_What you should do:_
The reply must repeat each entry exactly and contain no pictures.

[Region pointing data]
=====

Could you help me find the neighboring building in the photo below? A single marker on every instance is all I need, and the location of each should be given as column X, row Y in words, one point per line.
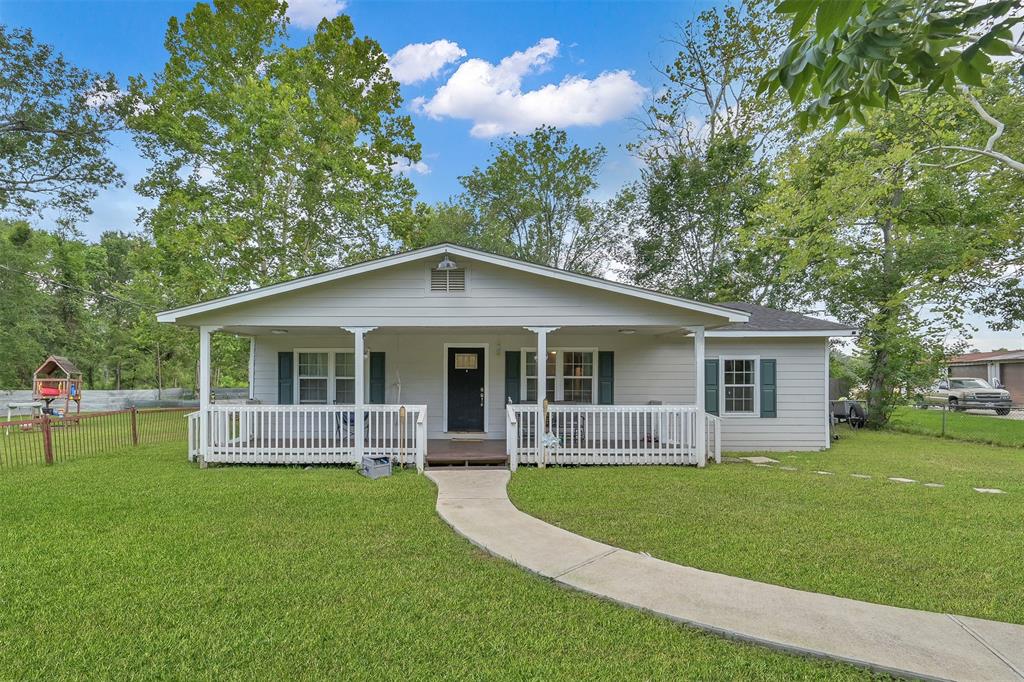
column 453, row 334
column 1005, row 366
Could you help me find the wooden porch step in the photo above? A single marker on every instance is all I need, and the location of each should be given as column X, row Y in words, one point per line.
column 467, row 459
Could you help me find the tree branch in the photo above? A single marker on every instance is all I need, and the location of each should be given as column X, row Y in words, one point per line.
column 989, row 148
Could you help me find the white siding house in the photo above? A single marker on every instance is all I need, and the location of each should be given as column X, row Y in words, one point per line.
column 446, row 340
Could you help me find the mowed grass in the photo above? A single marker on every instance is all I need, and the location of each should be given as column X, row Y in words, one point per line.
column 948, row 549
column 960, row 426
column 136, row 564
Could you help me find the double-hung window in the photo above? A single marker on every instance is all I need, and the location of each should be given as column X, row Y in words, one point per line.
column 570, row 375
column 313, row 378
column 326, row 377
column 739, row 385
column 530, row 374
column 344, row 378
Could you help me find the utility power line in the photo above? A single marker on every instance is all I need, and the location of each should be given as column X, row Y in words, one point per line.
column 90, row 292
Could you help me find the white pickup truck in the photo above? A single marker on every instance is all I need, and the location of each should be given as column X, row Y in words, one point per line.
column 968, row 393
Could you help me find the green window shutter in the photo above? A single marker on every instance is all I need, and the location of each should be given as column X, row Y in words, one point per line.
column 605, row 377
column 285, row 381
column 377, row 374
column 512, row 376
column 769, row 397
column 711, row 386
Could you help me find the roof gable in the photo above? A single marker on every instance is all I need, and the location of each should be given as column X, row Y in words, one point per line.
column 724, row 313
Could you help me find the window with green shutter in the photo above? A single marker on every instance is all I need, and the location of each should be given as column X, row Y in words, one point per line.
column 377, row 374
column 769, row 396
column 605, row 377
column 285, row 381
column 512, row 376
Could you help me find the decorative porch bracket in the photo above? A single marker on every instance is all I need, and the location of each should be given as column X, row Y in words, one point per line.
column 360, row 409
column 542, row 385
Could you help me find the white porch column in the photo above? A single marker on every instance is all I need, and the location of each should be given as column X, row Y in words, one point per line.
column 205, row 333
column 698, row 380
column 542, row 387
column 360, row 370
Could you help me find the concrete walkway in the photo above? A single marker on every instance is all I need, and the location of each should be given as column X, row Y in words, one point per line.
column 900, row 641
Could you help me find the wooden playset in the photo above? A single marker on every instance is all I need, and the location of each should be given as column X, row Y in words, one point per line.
column 57, row 379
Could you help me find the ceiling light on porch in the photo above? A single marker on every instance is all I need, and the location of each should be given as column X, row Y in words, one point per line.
column 446, row 264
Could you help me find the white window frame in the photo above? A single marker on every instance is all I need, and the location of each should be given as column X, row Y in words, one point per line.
column 331, row 372
column 559, row 372
column 757, row 386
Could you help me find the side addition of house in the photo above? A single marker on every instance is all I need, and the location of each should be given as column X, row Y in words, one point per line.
column 409, row 354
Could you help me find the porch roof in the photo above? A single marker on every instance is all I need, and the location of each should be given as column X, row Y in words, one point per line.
column 721, row 313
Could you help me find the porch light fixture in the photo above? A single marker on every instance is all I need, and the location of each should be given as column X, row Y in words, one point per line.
column 448, row 264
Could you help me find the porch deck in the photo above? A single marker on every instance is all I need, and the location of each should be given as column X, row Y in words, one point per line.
column 441, row 453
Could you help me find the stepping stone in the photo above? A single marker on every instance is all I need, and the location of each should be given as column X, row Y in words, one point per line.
column 760, row 460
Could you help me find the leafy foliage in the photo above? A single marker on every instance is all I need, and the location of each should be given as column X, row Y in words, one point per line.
column 847, row 55
column 706, row 150
column 95, row 303
column 54, row 125
column 531, row 201
column 269, row 161
column 881, row 241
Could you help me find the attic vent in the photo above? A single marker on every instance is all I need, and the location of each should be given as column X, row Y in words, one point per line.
column 448, row 281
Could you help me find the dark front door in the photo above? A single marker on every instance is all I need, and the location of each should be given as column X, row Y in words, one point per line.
column 466, row 389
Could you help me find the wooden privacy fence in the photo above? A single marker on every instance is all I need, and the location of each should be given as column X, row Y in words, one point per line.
column 46, row 439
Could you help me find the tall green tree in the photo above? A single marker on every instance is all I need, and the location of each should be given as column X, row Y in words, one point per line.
column 706, row 150
column 269, row 160
column 846, row 56
column 883, row 241
column 534, row 201
column 55, row 121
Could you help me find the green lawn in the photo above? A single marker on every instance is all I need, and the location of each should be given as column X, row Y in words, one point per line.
column 948, row 549
column 138, row 564
column 961, row 426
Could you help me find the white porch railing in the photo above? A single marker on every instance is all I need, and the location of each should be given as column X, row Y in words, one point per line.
column 605, row 434
column 311, row 433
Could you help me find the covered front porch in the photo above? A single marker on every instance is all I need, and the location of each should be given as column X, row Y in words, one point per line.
column 432, row 395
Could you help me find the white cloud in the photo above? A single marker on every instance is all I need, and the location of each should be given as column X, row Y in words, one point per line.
column 492, row 96
column 420, row 61
column 406, row 166
column 307, row 13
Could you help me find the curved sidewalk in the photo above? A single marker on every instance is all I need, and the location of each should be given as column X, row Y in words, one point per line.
column 900, row 641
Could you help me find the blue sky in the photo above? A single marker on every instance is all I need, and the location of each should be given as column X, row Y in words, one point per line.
column 588, row 67
column 560, row 40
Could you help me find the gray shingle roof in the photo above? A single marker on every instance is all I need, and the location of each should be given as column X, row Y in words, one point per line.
column 770, row 320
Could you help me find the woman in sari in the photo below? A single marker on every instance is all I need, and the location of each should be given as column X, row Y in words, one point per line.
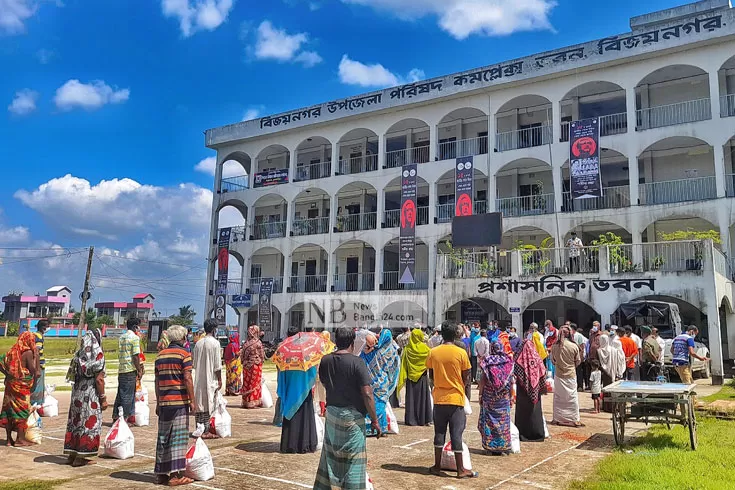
column 530, row 374
column 383, row 364
column 19, row 368
column 252, row 356
column 88, row 400
column 495, row 385
column 234, row 366
column 414, row 376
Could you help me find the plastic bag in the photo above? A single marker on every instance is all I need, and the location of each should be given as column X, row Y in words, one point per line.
column 515, row 439
column 266, row 399
column 199, row 464
column 120, row 442
column 449, row 463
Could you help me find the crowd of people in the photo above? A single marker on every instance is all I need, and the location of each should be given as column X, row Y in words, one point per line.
column 354, row 387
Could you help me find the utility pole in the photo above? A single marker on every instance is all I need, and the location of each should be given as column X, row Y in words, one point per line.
column 85, row 296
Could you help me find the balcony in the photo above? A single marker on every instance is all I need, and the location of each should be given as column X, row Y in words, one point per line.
column 672, row 114
column 612, row 198
column 358, row 165
column 525, row 205
column 398, row 158
column 695, row 189
column 392, row 217
column 313, row 171
column 462, row 148
column 390, row 281
column 273, row 229
column 354, row 282
column 523, row 138
column 308, row 284
column 357, row 222
column 311, row 226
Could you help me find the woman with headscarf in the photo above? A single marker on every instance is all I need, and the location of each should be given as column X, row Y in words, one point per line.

=====

_Answer to this problem:_
Could you help me find the neighboring building in the photo below? A single marker on every instance is all I need, and the location of each should be given as column X, row Y in words, one point per line.
column 453, row 334
column 1005, row 366
Could you help me find the wooden porch step in the photo above? A single marker on every instance is all I need, and the location of each should be given as column X, row Y in words, one point per line.
column 467, row 459
Could you help me find the tree branch in the photo above? A single marker on every instance is all I need, and the location of each should be given as column X, row Y in words, one point per line.
column 989, row 148
Could you help me find the white siding house in the photo above? A single marker on every instance is all I need, and the location of each should be given as column X, row Y in words, one point per line.
column 446, row 340
Could you help me find the mowed grass in the photo above? A single marker on every instance is all I need, and the location of each should be given as column X, row Y in words, one point per line.
column 948, row 549
column 960, row 426
column 136, row 564
Could you help me find the double-hung window in the photo above? A single marker on every instance is all I need, and the location of each should be given as column X, row Y in words, one point per line.
column 570, row 375
column 313, row 378
column 326, row 377
column 739, row 385
column 530, row 374
column 344, row 378
Could you help me find the utility power line in the photo above? A single marker on every instance is all I need, and the location of each should be given as column X, row Y in words, one point per line.
column 90, row 292
Could you help me find the white pickup truck in the photo above? A single marker on every instance is all I need, and the location of each should be given as column X, row Y in words, one point per line.
column 968, row 393
Could you help me find the green window shutter in the photo above? A single marker on every instance is all I need, and the location of each should be given as column X, row Y in words, one point per line.
column 605, row 377
column 285, row 381
column 377, row 374
column 512, row 376
column 769, row 397
column 711, row 386
Could you help me find the roof gable in the photo above? A single marker on every instance is all I need, and the location of each should be given as column X, row Y in words, one point per line.
column 724, row 313
Could you help me find the window with green shutter in the photo above? A single marker on every instance is all I need, and the location of each should be given as column X, row Y in words, one point per line.
column 377, row 374
column 769, row 396
column 605, row 377
column 285, row 381
column 512, row 376
Could you help me find the decorative porch bracket in the photo above? A single marker on every instance is all I need, and the location of each should be given as column X, row Y in words, one point per line.
column 360, row 409
column 542, row 385
Could you help me find the white porch column in the photo above? A single marker on every instance is all I need, and the location of each should be given as column X, row Y in words, one point per line.
column 205, row 333
column 698, row 380
column 542, row 387
column 360, row 370
Could you help me find the concrete walkway in the photo above? A single marker on every instance is all I need, and the location of each should be given as column X, row Y in words, one point per line.
column 900, row 641
Could you help me find the wooden playset in the photo above? A single marker on every instance is all I need, and the location of each should be given as column X, row Y in words, one point per line.
column 57, row 379
Could you help me find the ceiling light on porch in the photo above? A single marker on every instance is all I need, and the location of each should be given as column X, row Y in words, one point per line.
column 446, row 264
Could you help me find the white window frame in the photo above? A single marker on every instance is all I need, and the location of each should be given as column X, row Y in words, one point per line.
column 331, row 372
column 559, row 372
column 757, row 386
Could you help me find the side addition of house in the photo above? A single marker on every instance is all I need, and the location of each should be given as column X, row Y in words, one point per line.
column 409, row 354
Could you help me find the porch roof in the photo above? A single marker on every instance is all I need, and the location of each should be given as column X, row Y in words, one point per line.
column 721, row 313
Could you help me find the porch light fixture in the photo above? A single marker on every instance is all I need, and the location of each should be given as column X, row Y in words, one point per line.
column 448, row 264
Could you help me find the porch deck in the photo above? A single marker on every instance is all I need, and the location of each should be given as column X, row Y in words, one point per line.
column 441, row 453
Could you help me find the stepping stone in the photo above? A single marker on every instance is all I need, and the location of each should be given as column X, row Y in words, one point per line.
column 760, row 460
Could you help me find the leafy foliage in the photo above? A single marker on every instance is all I need, and the location of each should be given as column X, row Y in words, one point per line.
column 847, row 55
column 706, row 150
column 95, row 303
column 54, row 125
column 531, row 201
column 269, row 161
column 881, row 241
Could you help me find the attic vent in the photo above? A single marker on every instance is all I need, and the location of each should be given as column X, row Y in words, one point per line.
column 448, row 281
Could you help me find the dark front door in the photo above? A single marker on every instance is all I need, and the location of each should be given as column X, row Y in words, one point per line.
column 466, row 389
Could you help me find the wooden privacy fence in the photo above? A single marker on every instance is all I need, and the location of each should be given as column X, row Y in words, one point per line.
column 46, row 439
Could you help me find the tall green tree in the photo above? A single marker on every instance is all I need, and the location of each should be given as column X, row Y in words, one point per line.
column 706, row 150
column 269, row 160
column 846, row 56
column 883, row 241
column 534, row 201
column 55, row 121
Could you help me find the green lawn in the photo above? A single marker on every instance is all I need, and the location of each should be given as column X, row Y in words, one point per line.
column 948, row 549
column 138, row 564
column 961, row 426
Could you help me find the white porch railing in the photo above? A single marker on every instance is all I need, and the location of each should be given as column X, row Y in words, one point per line.
column 605, row 434
column 311, row 433
Could you help me find the covered front porch in the photo above? A single marker on every instance is all I need, and the location of each should be given as column X, row Y in words, one point per line.
column 432, row 395
Could you help me find the white cloud in the photo above? A single marker on every instance is all I need, and the location of each should be given as column X, row Y in words, one point per line.
column 492, row 96
column 420, row 61
column 406, row 166
column 307, row 13
Could you help me find the curved sidewalk in the photo above? A single marker on every instance is all I need, and the location of each should be given as column X, row Y in words, one point per line.
column 900, row 641
Could you help me find the blue sky in the photo above? A single marker on every instance is all I need, and the location of each should be given as column X, row Y in words, one point per line.
column 588, row 67
column 560, row 40
Could you help me find the gray shingle roof in the photo above? A single marker on every instance is all I need, and the location of each should be given as column X, row Y in words, one point per line.
column 770, row 320
Could you help me find the woman in sari in the photo below? A single marker on every instance is all I need, and the location of each should be given as column X, row Y in words, one point per line.
column 530, row 374
column 383, row 364
column 19, row 368
column 252, row 356
column 88, row 400
column 495, row 385
column 234, row 366
column 414, row 376
Could you help me find the plastic bag in the photo above? A single marker on every instance is all I need, and the location of each should be given as column X, row Y in words, one point per line.
column 515, row 439
column 266, row 399
column 199, row 464
column 120, row 442
column 449, row 463
Could you help me find the crowd of people in the photo above? A single marker on every instance is all I need, and the location of each should be given as column X, row Y in words, one point per line.
column 354, row 387
Could you help me find the utility pole in the photo above? A single marker on every instance is all I need, and the location of each should be given as column X, row Y in words, one point per line.
column 85, row 296
Could you help me find the balcony in the photo above? A single marker on every instance is all I need, and the location of each should be given as column X, row Y in words, one point per line.
column 672, row 114
column 612, row 198
column 358, row 165
column 525, row 205
column 398, row 158
column 695, row 189
column 392, row 217
column 313, row 171
column 462, row 148
column 390, row 281
column 273, row 229
column 354, row 282
column 523, row 138
column 308, row 284
column 357, row 222
column 311, row 226
Could you help me find the woman with headscarf in the photo above? A single marker on every instance is all I need, and the location of each should be given as column X, row Y in words, one point per line.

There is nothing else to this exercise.